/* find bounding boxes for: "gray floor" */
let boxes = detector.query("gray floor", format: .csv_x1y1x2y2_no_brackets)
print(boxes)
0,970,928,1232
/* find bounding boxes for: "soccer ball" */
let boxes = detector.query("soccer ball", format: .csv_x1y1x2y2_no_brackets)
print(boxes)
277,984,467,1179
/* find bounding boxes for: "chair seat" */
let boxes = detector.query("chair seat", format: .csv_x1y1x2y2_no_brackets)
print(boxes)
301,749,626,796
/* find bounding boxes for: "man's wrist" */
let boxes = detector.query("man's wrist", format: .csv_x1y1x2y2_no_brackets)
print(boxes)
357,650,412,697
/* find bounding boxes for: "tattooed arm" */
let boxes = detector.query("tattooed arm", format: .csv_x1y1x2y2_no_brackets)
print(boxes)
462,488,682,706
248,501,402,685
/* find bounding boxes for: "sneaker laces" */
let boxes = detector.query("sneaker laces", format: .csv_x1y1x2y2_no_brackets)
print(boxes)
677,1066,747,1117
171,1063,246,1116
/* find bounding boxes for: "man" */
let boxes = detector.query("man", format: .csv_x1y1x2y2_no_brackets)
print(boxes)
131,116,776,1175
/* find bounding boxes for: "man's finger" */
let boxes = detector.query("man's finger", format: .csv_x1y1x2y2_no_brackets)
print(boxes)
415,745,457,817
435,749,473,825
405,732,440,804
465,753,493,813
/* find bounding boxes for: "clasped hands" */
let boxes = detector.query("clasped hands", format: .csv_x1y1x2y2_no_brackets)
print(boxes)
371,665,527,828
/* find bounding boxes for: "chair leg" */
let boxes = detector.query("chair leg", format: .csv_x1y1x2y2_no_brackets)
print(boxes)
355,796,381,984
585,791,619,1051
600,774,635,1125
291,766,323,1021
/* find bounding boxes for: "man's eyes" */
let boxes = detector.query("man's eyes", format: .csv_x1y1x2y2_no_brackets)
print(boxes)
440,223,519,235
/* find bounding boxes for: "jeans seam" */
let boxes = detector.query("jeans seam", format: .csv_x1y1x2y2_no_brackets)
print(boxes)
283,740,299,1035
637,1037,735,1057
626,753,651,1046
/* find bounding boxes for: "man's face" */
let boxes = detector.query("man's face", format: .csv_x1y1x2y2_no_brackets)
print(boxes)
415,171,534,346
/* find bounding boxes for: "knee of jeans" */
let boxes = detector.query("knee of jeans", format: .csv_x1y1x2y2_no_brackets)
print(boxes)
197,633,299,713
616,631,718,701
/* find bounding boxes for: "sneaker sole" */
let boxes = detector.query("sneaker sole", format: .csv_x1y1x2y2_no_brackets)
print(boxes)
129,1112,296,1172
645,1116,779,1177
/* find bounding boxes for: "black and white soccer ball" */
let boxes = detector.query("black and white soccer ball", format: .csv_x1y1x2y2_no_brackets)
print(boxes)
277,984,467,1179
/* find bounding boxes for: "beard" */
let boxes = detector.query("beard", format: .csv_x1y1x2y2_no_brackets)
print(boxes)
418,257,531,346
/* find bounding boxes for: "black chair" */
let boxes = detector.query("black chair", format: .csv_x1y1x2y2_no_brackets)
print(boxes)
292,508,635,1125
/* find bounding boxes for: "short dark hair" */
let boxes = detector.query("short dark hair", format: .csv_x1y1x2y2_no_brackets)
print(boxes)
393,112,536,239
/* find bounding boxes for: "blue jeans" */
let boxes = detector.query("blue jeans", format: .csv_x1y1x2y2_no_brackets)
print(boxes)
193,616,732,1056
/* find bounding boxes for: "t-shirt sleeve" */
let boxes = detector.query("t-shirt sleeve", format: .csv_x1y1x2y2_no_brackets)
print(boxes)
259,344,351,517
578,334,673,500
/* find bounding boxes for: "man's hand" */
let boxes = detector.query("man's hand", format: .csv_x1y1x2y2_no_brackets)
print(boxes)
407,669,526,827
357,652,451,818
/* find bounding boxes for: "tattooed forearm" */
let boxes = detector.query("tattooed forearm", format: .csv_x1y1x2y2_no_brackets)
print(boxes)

------------------------------------------------------------------------

Write out the records from their first line up to and including the line with "301,749,626,796", requests and all. Multiply every bounding box coordinate in the answers by 0.4, rounding each result to a whole number with halves rounded up.

[Full answer]
/* find bounding boxes for: "gray floor" */
let boxes = detector.query("gray floor", format: .csv_x1y1x2y2_no_brackets)
print(boxes)
0,388,371,493
/* find bounding boxes for: "soccer ball" */
let boxes = detector.query("soccer ball", format: .csv_x1y1x2y2_no_brackets)
print(boxes)
111,394,187,472
/* find bounding boxes for: "chair seat" */
let boxes = detector.query("chair seat", format: .csv_x1y1x2y2_no_brackets)
print(boxes)
120,300,250,318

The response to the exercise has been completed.